• _WORK ITEM_: Pictures aside, print all of the data below exactly as written.

• _DATA FOR PROCESSING_:

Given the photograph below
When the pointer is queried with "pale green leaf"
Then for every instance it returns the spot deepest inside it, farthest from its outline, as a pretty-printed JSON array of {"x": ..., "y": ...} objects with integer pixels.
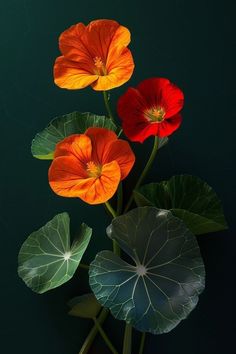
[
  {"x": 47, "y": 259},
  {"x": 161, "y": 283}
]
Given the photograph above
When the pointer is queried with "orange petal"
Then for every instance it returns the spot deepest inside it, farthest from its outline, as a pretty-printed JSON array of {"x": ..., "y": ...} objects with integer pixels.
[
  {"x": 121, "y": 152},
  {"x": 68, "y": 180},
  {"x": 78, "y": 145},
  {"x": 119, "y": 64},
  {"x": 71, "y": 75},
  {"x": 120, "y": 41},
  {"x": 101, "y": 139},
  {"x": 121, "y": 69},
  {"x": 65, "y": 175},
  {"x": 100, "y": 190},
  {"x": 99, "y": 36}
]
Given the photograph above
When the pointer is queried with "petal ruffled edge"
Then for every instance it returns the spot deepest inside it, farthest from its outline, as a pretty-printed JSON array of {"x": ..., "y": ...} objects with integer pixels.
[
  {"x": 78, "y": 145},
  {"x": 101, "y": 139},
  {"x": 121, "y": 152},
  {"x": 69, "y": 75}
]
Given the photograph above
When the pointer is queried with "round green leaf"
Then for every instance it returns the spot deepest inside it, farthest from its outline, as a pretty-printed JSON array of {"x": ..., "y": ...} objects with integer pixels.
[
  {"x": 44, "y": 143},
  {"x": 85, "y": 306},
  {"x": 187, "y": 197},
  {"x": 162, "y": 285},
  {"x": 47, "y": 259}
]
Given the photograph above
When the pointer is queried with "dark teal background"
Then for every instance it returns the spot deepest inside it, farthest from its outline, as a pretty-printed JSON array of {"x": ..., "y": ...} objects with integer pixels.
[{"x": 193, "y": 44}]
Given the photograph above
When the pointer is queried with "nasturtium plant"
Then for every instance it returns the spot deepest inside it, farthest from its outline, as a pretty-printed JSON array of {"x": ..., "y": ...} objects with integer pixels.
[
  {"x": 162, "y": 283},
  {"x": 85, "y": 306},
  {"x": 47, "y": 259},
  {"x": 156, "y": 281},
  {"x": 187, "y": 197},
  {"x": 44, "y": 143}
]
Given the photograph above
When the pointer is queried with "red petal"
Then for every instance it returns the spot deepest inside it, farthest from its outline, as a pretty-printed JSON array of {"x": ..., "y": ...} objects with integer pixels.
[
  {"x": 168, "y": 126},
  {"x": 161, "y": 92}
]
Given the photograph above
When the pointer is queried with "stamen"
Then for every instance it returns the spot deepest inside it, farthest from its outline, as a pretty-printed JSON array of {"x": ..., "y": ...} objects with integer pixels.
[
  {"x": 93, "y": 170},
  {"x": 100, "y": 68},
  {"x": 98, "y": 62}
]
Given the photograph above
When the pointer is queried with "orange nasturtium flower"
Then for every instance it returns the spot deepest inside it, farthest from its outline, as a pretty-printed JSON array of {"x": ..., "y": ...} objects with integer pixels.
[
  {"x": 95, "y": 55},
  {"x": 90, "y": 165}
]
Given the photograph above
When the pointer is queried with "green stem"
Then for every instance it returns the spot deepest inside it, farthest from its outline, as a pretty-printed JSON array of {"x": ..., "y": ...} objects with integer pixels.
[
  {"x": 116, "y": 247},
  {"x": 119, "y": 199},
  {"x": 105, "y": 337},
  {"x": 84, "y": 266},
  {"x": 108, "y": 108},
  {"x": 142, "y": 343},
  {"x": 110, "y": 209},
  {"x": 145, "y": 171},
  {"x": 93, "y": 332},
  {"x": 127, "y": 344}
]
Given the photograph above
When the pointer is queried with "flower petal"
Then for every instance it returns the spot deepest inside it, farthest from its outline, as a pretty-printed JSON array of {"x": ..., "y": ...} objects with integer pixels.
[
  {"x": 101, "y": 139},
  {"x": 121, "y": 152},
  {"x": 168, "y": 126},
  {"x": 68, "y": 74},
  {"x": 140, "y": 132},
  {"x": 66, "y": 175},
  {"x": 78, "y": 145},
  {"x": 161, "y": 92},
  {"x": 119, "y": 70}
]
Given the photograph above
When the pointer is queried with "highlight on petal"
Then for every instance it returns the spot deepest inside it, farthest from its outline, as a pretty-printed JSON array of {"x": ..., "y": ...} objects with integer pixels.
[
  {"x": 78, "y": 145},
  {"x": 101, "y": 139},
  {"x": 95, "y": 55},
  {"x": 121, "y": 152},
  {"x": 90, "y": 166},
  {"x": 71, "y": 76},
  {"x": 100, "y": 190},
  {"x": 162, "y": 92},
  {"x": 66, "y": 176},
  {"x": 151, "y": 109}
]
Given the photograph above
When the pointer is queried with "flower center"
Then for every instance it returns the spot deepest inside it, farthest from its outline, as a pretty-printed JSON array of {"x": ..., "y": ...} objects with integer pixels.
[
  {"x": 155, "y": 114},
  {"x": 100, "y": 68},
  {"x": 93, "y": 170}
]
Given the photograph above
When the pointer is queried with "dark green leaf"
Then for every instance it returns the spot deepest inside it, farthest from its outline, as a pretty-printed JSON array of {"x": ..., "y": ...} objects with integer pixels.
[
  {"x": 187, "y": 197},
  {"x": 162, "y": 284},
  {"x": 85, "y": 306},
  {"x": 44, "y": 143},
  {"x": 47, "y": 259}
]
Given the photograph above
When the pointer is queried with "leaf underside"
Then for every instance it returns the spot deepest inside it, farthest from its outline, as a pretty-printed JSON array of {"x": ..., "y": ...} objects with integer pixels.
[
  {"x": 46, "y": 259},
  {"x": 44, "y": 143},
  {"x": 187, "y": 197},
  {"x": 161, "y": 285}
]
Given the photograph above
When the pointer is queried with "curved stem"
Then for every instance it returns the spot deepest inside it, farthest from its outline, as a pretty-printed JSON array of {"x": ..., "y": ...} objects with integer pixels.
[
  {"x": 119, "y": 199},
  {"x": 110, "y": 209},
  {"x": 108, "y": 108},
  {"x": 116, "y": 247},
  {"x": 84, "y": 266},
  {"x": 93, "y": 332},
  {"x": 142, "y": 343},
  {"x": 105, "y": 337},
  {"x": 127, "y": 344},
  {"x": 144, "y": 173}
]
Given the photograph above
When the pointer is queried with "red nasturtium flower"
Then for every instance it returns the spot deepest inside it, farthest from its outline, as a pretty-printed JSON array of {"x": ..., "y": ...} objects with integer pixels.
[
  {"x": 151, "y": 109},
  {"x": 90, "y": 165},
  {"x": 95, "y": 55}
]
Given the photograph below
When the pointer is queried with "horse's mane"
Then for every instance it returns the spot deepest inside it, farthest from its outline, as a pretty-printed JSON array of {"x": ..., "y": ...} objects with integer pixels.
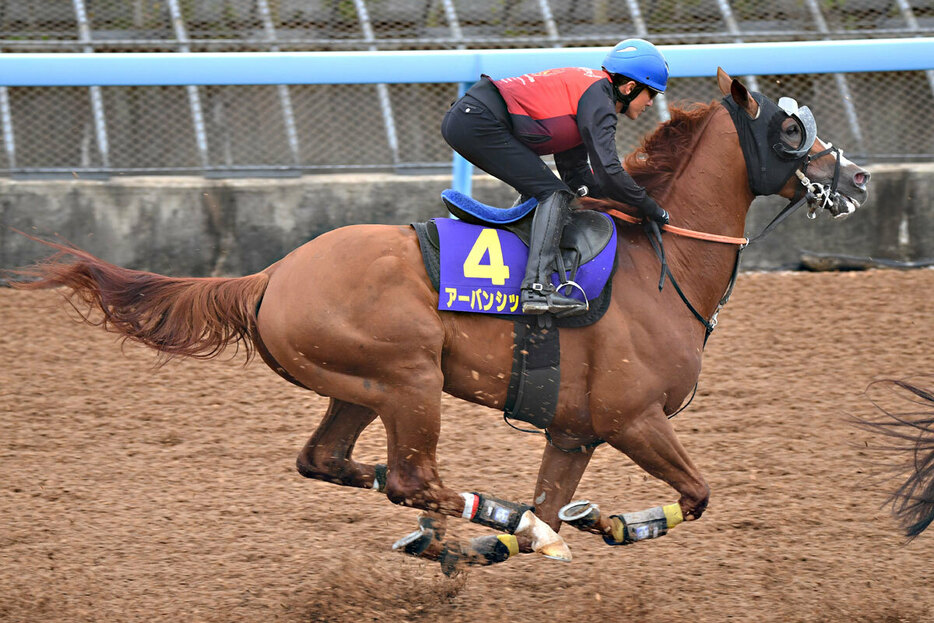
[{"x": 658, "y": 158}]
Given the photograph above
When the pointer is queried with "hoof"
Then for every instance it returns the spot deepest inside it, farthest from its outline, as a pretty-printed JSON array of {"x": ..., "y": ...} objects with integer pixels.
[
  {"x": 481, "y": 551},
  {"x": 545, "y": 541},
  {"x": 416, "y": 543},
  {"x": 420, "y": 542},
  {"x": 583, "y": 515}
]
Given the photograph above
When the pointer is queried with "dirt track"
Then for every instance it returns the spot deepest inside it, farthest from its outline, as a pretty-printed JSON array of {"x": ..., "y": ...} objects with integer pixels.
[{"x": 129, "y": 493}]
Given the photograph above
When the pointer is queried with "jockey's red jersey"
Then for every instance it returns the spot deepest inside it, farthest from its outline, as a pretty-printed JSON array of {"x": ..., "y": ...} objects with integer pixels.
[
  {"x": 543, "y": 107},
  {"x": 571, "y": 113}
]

• _RESPONSE BELOW_:
Given the photograph below
When the pointer is queried with "pale green leaf"
Then for every instance it returns the spot deepest inside it, farthest from its outline, as a pretty-printed JSON array of {"x": ..., "y": ...} objects with integer pixels.
[
  {"x": 47, "y": 259},
  {"x": 161, "y": 283}
]
Given the photograph above
When the pointer is queried with "orange petal"
Then for every instance it returns the spot deepest inside it, farthest from its outline, as a pretty-printed JSON array of {"x": ..., "y": ...} objects with integer pixels.
[
  {"x": 121, "y": 152},
  {"x": 68, "y": 180},
  {"x": 78, "y": 145},
  {"x": 119, "y": 64},
  {"x": 71, "y": 75},
  {"x": 120, "y": 41},
  {"x": 101, "y": 139},
  {"x": 121, "y": 69},
  {"x": 65, "y": 175},
  {"x": 100, "y": 190},
  {"x": 99, "y": 36}
]
Given the photograph above
When the pointer is queried with "petal ruffled edge"
Then for every instance it returns the spot deepest inside it, farthest from its outline, as a pretty-printed JSON array of {"x": ..., "y": ...} objects with integer pixels.
[
  {"x": 78, "y": 145},
  {"x": 101, "y": 139},
  {"x": 121, "y": 152},
  {"x": 69, "y": 75}
]
Given the photograph above
When the pointer is queried with "round green leaf"
Then for every instance it returns the spot deepest inside it, farthest from its outline, as a pretty-printed JSON array of {"x": ..., "y": ...} objects with integer pixels.
[
  {"x": 44, "y": 143},
  {"x": 85, "y": 306},
  {"x": 187, "y": 197},
  {"x": 162, "y": 285},
  {"x": 47, "y": 259}
]
Given the photograph above
When the pointer is queried with "dark teal background"
Then for every instance it returns the spot deepest inside it, farthest from its outline, as a pretty-printed JSON array of {"x": ..., "y": ...} objects with integer pixels.
[{"x": 193, "y": 44}]
Given the photograph above
When the pointer is queried with "nasturtium plant"
Then for every instance it returns the spot deepest inside it, farthest from its outline, as a pretty-printed JSON array of {"x": ..., "y": ...} objects with integer pixels.
[
  {"x": 162, "y": 283},
  {"x": 85, "y": 306},
  {"x": 47, "y": 259},
  {"x": 156, "y": 281},
  {"x": 187, "y": 197},
  {"x": 44, "y": 143}
]
Given the photograph above
When the pointer is queried with "red petal"
Then for every instance it returns the spot deepest inside it, farthest from its outline, as a pretty-printed JSON array of {"x": ..., "y": ...} objects with integer pixels.
[
  {"x": 168, "y": 126},
  {"x": 161, "y": 92}
]
Given the photograph above
When the pointer is queried with "stamen"
Then for every instance it returns the spot deepest inside it, farthest from its outline, as a pretty-printed JSON array of {"x": ..., "y": ...} objects with integer pixels.
[
  {"x": 93, "y": 170},
  {"x": 100, "y": 68},
  {"x": 98, "y": 62}
]
Given the photograph above
When the pointer is queried with "orange nasturtium flower"
Then for every instance it returns the spot deepest inside it, farthest from its outline, as a pretty-printed JSON array of {"x": ..., "y": ...} objects with integer pixels.
[
  {"x": 95, "y": 55},
  {"x": 90, "y": 165}
]
Given the photograph above
When the pointer is queried with "green stem"
Then for every instance it returns the spot deepest inside it, farthest from its outline, as a pretty-printed JSON array of {"x": ..., "y": ...} objects with integer pixels.
[
  {"x": 116, "y": 247},
  {"x": 119, "y": 199},
  {"x": 105, "y": 337},
  {"x": 84, "y": 266},
  {"x": 108, "y": 108},
  {"x": 142, "y": 343},
  {"x": 110, "y": 209},
  {"x": 145, "y": 171},
  {"x": 93, "y": 332},
  {"x": 127, "y": 344}
]
Given the photograph above
When the pointer is queried with "flower petal"
Then for every instance it returns the spot deepest inside it, farthest from its outline, as a pretty-printed JSON array of {"x": ..., "y": ...} objects with integer pixels.
[
  {"x": 101, "y": 139},
  {"x": 121, "y": 152},
  {"x": 168, "y": 126},
  {"x": 68, "y": 74},
  {"x": 140, "y": 132},
  {"x": 66, "y": 175},
  {"x": 78, "y": 145},
  {"x": 161, "y": 92},
  {"x": 119, "y": 70}
]
Given the photograph above
When the pointer is queried with "highlight on petal"
Then for every instance it returns the spot deepest inside it, farthest from its outline, as a pretty-printed JSON array of {"x": ..., "y": ...} objects with integer pixels.
[
  {"x": 78, "y": 145},
  {"x": 101, "y": 139},
  {"x": 95, "y": 55},
  {"x": 121, "y": 152},
  {"x": 90, "y": 166},
  {"x": 71, "y": 76},
  {"x": 100, "y": 190},
  {"x": 162, "y": 92},
  {"x": 66, "y": 176},
  {"x": 151, "y": 109}
]
Given the photograph above
When the pointer is queried with "flower center"
Then for every instance it returns the spot deepest inside it, farthest from its outline, as a pretty-printed JSON array of {"x": ..., "y": ...} objects with integer pixels.
[
  {"x": 155, "y": 114},
  {"x": 100, "y": 68},
  {"x": 93, "y": 170}
]
Given the photograph above
When the pointer is queried with "dark green leaf"
Then for every instance it returns the spot deepest inside it, farthest from its outline, as a pretty-printed JSON array of {"x": ..., "y": ...} objects with integer pixels.
[
  {"x": 187, "y": 197},
  {"x": 162, "y": 284},
  {"x": 85, "y": 306},
  {"x": 44, "y": 143},
  {"x": 47, "y": 259}
]
Given the photograph above
When the pointer is queried with "leaf underside"
Then for every instance it returns the spot deepest inside it, farthest from its outline, as a pretty-printed JSON array of {"x": ..., "y": ...} objects with integer pixels.
[
  {"x": 46, "y": 259},
  {"x": 44, "y": 143},
  {"x": 187, "y": 197},
  {"x": 161, "y": 285}
]
Given the photograph above
When the pointer is queried with "curved stem"
Then for every instance it returns the spot deepest inside it, farthest from its outline, as a pretty-printed JSON array of {"x": ..., "y": ...} objects with integer pixels.
[
  {"x": 119, "y": 199},
  {"x": 110, "y": 209},
  {"x": 108, "y": 108},
  {"x": 116, "y": 247},
  {"x": 84, "y": 266},
  {"x": 93, "y": 332},
  {"x": 142, "y": 343},
  {"x": 105, "y": 337},
  {"x": 127, "y": 344},
  {"x": 144, "y": 173}
]
Given the photograph above
When the pointer is queried with "red nasturtium flower"
Then for every instance it returns the spot deepest inside it, farthest from its outline, as a pretty-printed JSON array of {"x": ..., "y": ...} objects with integer pixels.
[
  {"x": 151, "y": 109},
  {"x": 90, "y": 165},
  {"x": 95, "y": 55}
]
Given the photograph below
When the pointer is queried with "horse's mane"
Then for every instance it returns the spot deepest inside it, farthest from its outline, as a pretty-printed JSON array of {"x": ..., "y": ...} objects with integer pixels.
[{"x": 658, "y": 158}]
Given the photograph above
When the pointer is queried with "hoof"
Then for every instance it returns the spot deepest inside it, farthest from its outline, as a pretty-printed JSON array of {"x": ..., "y": ...} objects with integer pixels.
[
  {"x": 481, "y": 551},
  {"x": 545, "y": 541},
  {"x": 416, "y": 543},
  {"x": 420, "y": 542},
  {"x": 583, "y": 515}
]
Given the photograph above
When the pointer is queried with "dirt track"
Then for every instance it returns the spot deepest inside it, farthest from its outline, as a pretty-printed JSON array of {"x": ..., "y": ...} objects with integer pixels.
[{"x": 129, "y": 493}]
Given the photograph above
When the pointer is queried with "jockey's red jersey"
Then for every instance it returns the spot deepest inside it, farthest from its outline, as a pretty-printed JSON array of {"x": ..., "y": ...} objects with integer pixels.
[
  {"x": 543, "y": 107},
  {"x": 571, "y": 113}
]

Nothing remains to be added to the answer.